§ **Task directions**:
Write out, character for character, the stretch of entries from the very start through the line containing "393L523 437L554 438L521", with both ends included.

(Segmentation mask entries)
= Beginning of Section =
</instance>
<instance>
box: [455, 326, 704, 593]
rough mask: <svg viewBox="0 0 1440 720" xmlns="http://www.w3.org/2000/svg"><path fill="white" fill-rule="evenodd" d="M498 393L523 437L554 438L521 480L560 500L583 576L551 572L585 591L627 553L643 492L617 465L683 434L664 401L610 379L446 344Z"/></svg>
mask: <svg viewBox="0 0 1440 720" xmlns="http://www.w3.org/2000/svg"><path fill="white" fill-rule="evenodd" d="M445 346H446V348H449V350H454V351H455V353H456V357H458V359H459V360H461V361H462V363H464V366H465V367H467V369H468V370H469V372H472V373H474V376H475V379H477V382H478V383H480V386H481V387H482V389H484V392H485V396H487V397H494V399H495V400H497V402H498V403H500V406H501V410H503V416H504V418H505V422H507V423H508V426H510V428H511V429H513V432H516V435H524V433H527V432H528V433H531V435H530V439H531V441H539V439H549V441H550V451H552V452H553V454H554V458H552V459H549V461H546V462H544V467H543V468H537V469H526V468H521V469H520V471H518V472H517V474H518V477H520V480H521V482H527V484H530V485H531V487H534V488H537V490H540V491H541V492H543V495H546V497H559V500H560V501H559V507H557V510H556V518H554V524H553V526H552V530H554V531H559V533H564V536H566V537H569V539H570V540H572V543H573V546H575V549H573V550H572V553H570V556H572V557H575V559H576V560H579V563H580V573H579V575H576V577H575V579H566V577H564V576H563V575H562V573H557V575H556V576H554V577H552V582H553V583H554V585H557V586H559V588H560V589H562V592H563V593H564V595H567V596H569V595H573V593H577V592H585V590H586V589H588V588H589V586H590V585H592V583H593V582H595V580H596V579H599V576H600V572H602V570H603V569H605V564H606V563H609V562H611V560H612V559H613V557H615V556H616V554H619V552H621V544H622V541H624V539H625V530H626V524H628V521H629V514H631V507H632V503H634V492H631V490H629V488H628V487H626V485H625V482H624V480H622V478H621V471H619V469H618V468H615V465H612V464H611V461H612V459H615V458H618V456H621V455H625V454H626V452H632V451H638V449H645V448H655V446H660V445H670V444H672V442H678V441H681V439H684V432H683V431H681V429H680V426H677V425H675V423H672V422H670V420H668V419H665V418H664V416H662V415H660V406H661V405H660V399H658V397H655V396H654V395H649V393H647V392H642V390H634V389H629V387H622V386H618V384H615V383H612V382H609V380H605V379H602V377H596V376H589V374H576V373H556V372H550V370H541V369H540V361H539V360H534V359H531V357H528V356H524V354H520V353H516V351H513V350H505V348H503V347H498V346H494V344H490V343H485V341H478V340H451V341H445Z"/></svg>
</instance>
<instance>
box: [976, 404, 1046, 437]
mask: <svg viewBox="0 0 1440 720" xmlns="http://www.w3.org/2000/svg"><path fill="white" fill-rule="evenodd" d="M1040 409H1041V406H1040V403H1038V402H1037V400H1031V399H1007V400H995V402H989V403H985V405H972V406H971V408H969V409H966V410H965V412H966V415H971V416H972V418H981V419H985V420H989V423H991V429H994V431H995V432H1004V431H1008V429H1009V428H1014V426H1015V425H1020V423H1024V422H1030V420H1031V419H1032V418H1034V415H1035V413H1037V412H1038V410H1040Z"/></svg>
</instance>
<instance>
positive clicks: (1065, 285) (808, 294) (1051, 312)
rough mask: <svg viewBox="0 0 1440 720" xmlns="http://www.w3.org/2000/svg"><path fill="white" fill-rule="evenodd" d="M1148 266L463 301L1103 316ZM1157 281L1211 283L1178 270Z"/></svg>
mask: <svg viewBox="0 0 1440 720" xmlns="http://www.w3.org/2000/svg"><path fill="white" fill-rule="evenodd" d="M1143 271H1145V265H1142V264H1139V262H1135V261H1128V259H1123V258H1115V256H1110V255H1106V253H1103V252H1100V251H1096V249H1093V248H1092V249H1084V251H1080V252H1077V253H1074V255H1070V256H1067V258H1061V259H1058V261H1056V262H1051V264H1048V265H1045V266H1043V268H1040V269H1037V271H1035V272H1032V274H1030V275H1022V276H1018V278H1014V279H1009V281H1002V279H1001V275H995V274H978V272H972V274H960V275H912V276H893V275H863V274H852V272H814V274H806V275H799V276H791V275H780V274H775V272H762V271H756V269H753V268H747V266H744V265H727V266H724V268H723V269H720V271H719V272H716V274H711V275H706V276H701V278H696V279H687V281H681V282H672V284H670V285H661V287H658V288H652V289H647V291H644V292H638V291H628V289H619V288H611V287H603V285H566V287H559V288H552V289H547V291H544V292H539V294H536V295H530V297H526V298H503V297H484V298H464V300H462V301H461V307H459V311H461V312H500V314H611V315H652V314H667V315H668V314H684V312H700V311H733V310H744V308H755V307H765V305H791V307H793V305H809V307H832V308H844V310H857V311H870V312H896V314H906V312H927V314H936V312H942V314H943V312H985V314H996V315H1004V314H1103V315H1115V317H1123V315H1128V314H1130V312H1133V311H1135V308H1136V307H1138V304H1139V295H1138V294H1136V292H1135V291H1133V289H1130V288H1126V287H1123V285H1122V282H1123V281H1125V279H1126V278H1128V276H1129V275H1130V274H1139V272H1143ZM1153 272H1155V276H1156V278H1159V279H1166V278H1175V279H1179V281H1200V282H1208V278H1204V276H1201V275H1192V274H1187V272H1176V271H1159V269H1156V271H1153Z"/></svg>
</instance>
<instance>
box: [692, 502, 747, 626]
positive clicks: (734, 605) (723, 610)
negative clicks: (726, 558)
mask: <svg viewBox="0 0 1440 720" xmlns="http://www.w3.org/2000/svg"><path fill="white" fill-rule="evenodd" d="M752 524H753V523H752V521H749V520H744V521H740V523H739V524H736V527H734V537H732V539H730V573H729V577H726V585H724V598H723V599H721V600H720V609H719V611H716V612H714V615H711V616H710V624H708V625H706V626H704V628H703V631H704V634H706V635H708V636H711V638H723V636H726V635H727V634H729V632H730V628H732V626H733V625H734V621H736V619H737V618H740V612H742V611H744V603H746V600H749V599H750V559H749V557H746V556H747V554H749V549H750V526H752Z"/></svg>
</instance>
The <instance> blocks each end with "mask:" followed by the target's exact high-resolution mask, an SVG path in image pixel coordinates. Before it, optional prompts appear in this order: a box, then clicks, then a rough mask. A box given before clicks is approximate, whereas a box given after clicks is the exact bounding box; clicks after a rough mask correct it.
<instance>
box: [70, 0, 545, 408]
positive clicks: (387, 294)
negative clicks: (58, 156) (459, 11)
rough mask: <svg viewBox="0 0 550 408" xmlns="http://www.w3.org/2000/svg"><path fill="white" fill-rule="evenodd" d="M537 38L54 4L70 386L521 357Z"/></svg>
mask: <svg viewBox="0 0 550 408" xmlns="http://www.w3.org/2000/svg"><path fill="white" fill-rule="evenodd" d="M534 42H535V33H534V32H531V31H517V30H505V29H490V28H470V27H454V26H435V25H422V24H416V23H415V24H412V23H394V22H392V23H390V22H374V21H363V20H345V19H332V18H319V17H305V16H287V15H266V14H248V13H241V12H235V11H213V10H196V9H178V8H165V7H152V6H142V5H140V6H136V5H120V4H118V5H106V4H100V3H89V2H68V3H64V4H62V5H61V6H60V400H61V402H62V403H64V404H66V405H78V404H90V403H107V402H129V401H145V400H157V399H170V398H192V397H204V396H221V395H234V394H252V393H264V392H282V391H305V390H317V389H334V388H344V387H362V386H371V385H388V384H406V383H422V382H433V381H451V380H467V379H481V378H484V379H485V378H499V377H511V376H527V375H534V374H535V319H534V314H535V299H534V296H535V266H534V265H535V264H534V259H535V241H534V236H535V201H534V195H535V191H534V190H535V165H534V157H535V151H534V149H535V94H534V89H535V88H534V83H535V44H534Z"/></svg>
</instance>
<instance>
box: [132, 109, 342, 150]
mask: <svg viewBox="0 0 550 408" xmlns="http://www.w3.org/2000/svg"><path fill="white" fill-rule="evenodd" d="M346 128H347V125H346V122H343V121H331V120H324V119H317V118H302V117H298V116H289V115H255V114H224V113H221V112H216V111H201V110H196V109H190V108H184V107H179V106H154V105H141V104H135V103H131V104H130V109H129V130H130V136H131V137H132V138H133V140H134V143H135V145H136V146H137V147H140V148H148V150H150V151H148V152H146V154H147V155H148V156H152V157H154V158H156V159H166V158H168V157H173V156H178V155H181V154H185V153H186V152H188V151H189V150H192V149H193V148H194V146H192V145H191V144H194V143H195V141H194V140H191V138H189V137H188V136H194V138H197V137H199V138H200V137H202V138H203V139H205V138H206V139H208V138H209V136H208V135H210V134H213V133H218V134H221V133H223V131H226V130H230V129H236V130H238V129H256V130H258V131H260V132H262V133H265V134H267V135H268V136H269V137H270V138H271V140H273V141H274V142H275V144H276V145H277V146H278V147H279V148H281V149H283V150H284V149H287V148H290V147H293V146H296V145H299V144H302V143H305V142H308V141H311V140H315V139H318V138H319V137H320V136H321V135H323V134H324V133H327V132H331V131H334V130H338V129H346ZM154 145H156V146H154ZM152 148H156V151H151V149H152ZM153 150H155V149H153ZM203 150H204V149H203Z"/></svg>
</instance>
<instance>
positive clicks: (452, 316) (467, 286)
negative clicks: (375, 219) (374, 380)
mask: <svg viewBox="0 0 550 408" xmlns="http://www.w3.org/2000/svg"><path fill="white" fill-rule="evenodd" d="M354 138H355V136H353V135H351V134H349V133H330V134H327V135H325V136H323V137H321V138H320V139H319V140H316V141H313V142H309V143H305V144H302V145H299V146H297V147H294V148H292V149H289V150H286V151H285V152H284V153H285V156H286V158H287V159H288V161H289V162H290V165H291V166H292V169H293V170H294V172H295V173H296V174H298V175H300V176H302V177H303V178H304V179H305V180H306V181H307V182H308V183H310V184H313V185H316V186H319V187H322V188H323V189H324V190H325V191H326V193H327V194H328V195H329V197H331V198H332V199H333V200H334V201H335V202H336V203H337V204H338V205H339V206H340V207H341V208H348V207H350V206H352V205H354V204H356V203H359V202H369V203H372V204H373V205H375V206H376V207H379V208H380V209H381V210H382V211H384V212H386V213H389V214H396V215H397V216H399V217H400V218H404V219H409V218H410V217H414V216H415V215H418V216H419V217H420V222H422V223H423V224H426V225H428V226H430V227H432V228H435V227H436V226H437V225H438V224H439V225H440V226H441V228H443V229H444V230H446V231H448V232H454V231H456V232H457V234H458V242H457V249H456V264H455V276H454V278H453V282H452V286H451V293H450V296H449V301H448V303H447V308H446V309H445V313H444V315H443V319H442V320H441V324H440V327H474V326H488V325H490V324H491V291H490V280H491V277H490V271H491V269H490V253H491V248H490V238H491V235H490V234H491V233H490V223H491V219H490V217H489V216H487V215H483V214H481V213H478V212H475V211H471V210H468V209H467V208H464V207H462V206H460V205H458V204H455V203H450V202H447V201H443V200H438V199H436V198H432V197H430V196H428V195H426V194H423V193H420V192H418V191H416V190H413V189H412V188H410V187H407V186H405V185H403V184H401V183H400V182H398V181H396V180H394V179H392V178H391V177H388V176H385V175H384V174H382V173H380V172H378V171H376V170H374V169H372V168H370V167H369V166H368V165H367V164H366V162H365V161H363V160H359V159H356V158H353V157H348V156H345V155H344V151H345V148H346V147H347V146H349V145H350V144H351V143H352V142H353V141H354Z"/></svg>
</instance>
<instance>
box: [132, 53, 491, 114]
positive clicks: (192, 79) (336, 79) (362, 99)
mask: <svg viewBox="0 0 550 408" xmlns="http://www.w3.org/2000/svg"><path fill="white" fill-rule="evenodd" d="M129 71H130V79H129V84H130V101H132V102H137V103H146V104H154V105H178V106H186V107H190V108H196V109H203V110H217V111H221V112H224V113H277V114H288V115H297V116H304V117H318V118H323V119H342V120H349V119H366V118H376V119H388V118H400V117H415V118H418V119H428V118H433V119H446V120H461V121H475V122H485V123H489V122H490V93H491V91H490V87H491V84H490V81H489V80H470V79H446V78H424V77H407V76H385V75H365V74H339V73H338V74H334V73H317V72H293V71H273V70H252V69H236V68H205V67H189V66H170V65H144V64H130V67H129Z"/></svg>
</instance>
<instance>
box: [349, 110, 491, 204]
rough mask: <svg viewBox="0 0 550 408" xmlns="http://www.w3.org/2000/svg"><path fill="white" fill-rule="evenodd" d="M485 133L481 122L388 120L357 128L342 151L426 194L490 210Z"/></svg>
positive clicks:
= End of Section =
§ **Output of the exercise**:
</instance>
<instance>
box: [455, 326, 704, 593]
rough mask: <svg viewBox="0 0 1440 720" xmlns="http://www.w3.org/2000/svg"><path fill="white" fill-rule="evenodd" d="M498 393L523 437L554 438L521 480L560 500L583 576L551 572L585 591L627 553L643 492L617 465L683 434L664 401L610 379L446 344Z"/></svg>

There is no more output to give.